_Given passage:_

=== Begin Enclosure ===

A Memorial Service was not the proper place to mention that and we, his friends, his true family, we appalled that it was even mentioned. Disrespectful. We wanted to get up and leave, but we could hear Kel saying – just let it go…

I can not just let it go. It is crawling all over me.

However, I believe I can shed light on the reason for Kelly’s drug use.

Kelly had been diagnosed bi-polar, though I am not sure how many years ago the “official” diagnosis was made.

Bi-polar disorder is a mood disorder, more commonly known as manic depression – because we go from extreme highs to extreme lows. I say we because I, too, am bi-polar (https://annasmind.wordpress.com/2007/11/22/so-about-me/).

It often begins in late teens, but a traumatic event can bring it on in a child. Kelly’s mother died when he was very young, and his father told him to “get over it.” Not exactly father of the year material this man. I am sure he was going through his own grief process, but a child needs more help to deal than “just get over it.”

=== End Enclosure ===

_Questions to answer:_
• 1. Reproduce the part of the passage about Kelly that opens with the words containing "A Memorial Service" and closes with "diagnosis was made.", and switch "drug use" to "substance use".
• 2. In the passage about Kelly, what did Kelly's father tell him after his mother died?

_Records supplied:_
=== Begin Enclosure ===

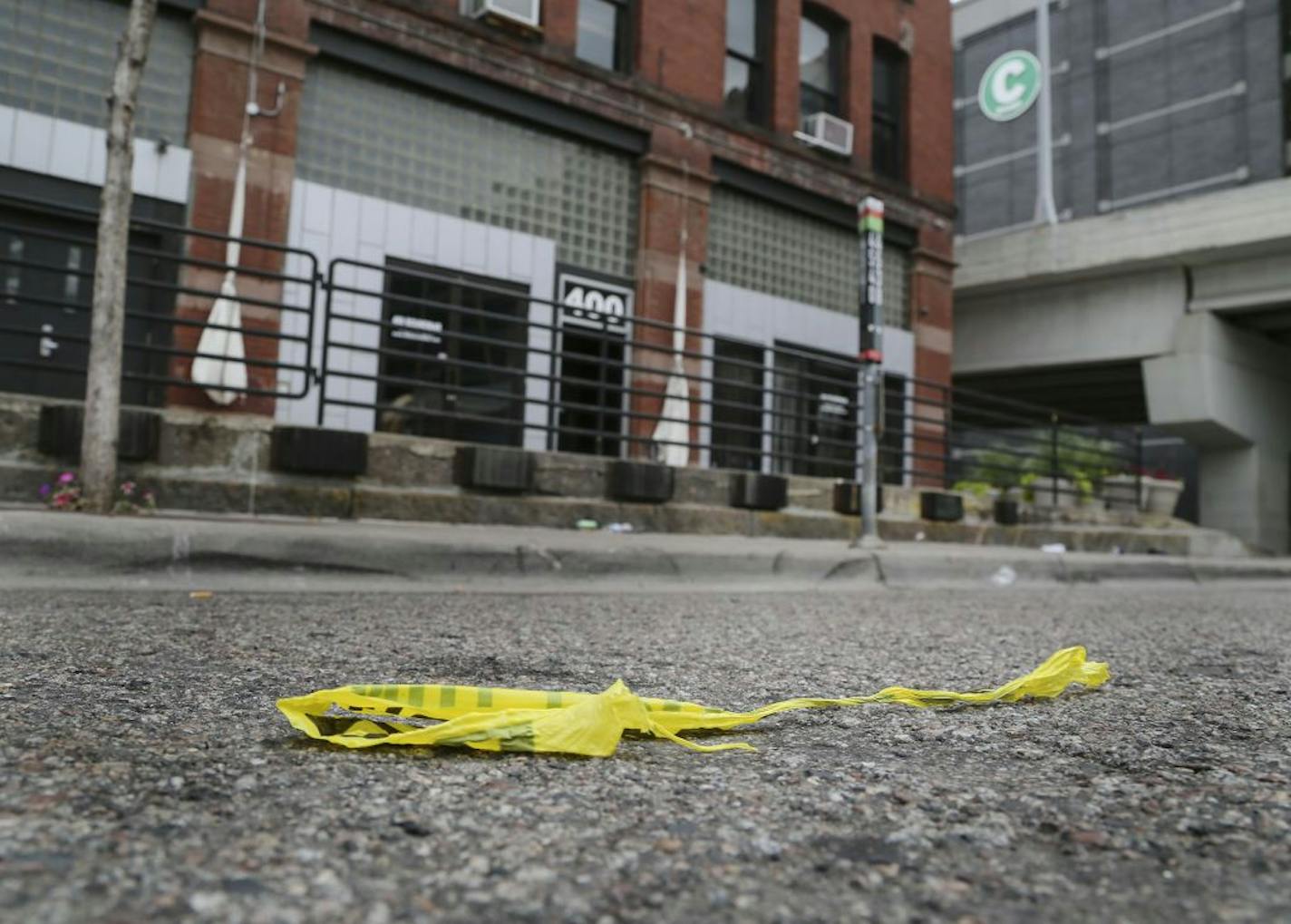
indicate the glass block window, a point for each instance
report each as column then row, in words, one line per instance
column 377, row 137
column 57, row 58
column 767, row 248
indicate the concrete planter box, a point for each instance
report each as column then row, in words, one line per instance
column 1042, row 493
column 1121, row 491
column 61, row 433
column 941, row 506
column 639, row 481
column 1007, row 512
column 1160, row 494
column 847, row 499
column 499, row 469
column 760, row 491
column 314, row 451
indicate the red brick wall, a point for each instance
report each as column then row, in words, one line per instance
column 678, row 73
column 219, row 79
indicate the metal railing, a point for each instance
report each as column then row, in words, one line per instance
column 411, row 350
column 173, row 277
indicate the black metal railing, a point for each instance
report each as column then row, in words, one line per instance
column 173, row 279
column 447, row 355
column 438, row 354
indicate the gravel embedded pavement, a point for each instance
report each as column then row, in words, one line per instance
column 148, row 773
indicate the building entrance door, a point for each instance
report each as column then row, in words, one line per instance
column 815, row 413
column 46, row 279
column 593, row 346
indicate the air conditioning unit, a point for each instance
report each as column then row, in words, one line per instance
column 523, row 12
column 831, row 133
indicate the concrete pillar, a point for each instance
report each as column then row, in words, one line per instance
column 669, row 192
column 1228, row 391
column 221, row 70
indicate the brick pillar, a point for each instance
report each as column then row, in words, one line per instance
column 934, row 338
column 221, row 73
column 669, row 191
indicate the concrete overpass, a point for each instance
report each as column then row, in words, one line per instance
column 1176, row 315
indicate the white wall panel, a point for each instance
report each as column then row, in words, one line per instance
column 69, row 150
column 757, row 317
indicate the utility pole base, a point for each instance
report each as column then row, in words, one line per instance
column 869, row 542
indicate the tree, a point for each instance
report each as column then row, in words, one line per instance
column 107, row 317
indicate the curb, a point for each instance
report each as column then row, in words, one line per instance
column 100, row 546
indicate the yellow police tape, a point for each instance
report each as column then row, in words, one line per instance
column 591, row 725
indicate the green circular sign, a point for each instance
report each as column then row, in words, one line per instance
column 1010, row 85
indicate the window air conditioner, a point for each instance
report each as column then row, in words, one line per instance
column 831, row 133
column 524, row 12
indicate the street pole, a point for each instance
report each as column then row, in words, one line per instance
column 870, row 226
column 1044, row 208
column 107, row 314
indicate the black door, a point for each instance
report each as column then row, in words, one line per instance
column 737, row 391
column 452, row 357
column 815, row 413
column 591, row 390
column 46, row 277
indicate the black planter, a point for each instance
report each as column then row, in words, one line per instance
column 641, row 481
column 935, row 505
column 847, row 499
column 61, row 426
column 493, row 469
column 314, row 451
column 758, row 491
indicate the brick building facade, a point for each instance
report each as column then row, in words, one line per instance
column 585, row 147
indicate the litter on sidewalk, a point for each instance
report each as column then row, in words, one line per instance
column 591, row 725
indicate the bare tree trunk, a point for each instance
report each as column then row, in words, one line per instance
column 107, row 322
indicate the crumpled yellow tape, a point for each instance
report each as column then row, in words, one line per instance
column 591, row 725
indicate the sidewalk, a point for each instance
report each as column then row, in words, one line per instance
column 69, row 546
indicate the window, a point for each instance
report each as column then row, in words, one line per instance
column 888, row 119
column 745, row 83
column 377, row 137
column 605, row 34
column 820, row 52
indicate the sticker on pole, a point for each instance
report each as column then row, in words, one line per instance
column 591, row 725
column 1010, row 85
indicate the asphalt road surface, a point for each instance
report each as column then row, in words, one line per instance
column 149, row 774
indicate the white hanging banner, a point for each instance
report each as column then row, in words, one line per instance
column 673, row 432
column 221, row 368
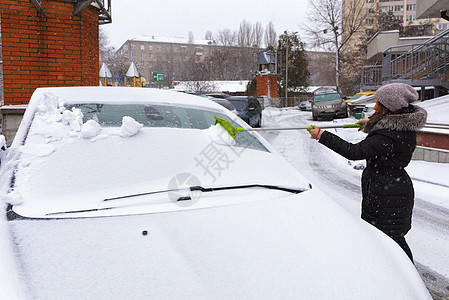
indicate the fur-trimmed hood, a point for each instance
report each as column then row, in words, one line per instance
column 411, row 121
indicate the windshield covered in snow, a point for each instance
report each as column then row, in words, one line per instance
column 111, row 115
column 326, row 97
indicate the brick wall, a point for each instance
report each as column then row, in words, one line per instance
column 52, row 48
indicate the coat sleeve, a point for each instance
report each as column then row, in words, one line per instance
column 375, row 145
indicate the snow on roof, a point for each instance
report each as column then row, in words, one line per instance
column 221, row 86
column 170, row 40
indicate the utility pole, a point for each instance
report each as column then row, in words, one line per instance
column 286, row 63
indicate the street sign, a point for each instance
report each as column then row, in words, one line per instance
column 158, row 77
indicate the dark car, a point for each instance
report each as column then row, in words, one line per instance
column 219, row 95
column 249, row 109
column 327, row 103
column 226, row 104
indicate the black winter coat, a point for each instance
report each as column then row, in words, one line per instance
column 387, row 190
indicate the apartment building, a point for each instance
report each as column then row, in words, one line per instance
column 154, row 54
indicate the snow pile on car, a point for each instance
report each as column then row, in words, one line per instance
column 219, row 135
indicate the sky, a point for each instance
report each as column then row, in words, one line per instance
column 132, row 18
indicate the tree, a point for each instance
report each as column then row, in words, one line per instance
column 326, row 28
column 270, row 36
column 296, row 64
column 208, row 35
column 388, row 21
column 257, row 35
column 244, row 34
column 226, row 37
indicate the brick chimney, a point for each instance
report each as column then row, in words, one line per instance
column 44, row 43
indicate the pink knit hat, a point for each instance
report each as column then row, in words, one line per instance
column 395, row 96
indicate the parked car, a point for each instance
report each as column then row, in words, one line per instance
column 219, row 95
column 305, row 105
column 226, row 104
column 249, row 109
column 360, row 96
column 328, row 104
column 368, row 111
column 128, row 193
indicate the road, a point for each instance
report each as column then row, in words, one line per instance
column 340, row 179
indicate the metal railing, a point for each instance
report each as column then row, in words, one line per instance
column 425, row 64
column 419, row 62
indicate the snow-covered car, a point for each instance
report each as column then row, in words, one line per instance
column 226, row 104
column 368, row 110
column 305, row 105
column 360, row 96
column 327, row 103
column 133, row 193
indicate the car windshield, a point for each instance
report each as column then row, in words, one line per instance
column 239, row 104
column 357, row 96
column 111, row 115
column 326, row 97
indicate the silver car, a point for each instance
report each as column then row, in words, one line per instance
column 134, row 193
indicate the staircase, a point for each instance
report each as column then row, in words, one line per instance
column 425, row 64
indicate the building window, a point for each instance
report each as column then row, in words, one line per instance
column 411, row 6
column 442, row 26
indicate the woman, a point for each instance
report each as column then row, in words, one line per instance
column 387, row 190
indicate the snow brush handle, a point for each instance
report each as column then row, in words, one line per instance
column 338, row 126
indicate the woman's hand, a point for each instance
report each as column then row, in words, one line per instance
column 362, row 122
column 314, row 132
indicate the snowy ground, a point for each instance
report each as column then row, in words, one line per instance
column 340, row 179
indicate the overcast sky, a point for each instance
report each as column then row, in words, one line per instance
column 131, row 18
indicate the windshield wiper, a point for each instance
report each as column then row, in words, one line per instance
column 181, row 198
column 213, row 189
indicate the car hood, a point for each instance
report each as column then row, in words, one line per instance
column 333, row 102
column 298, row 246
column 75, row 174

=== End Enclosure ===

_Answers per task:_
• 1.
A Memorial Service was not the proper place to mention that and we, his friends, his true family, we appalled that it was even mentioned. Disrespectful. We wanted to get up and leave, but we could hear Kel saying – just let it go…

I can not just let it go. It is crawling all over me.

However, I believe I can shed light on the reason for Kelly’s substance use.

Kelly had been diagnosed bi-polar, though I am not sure how many years ago the “official” diagnosis was made.

• 2. He told him to "get over it."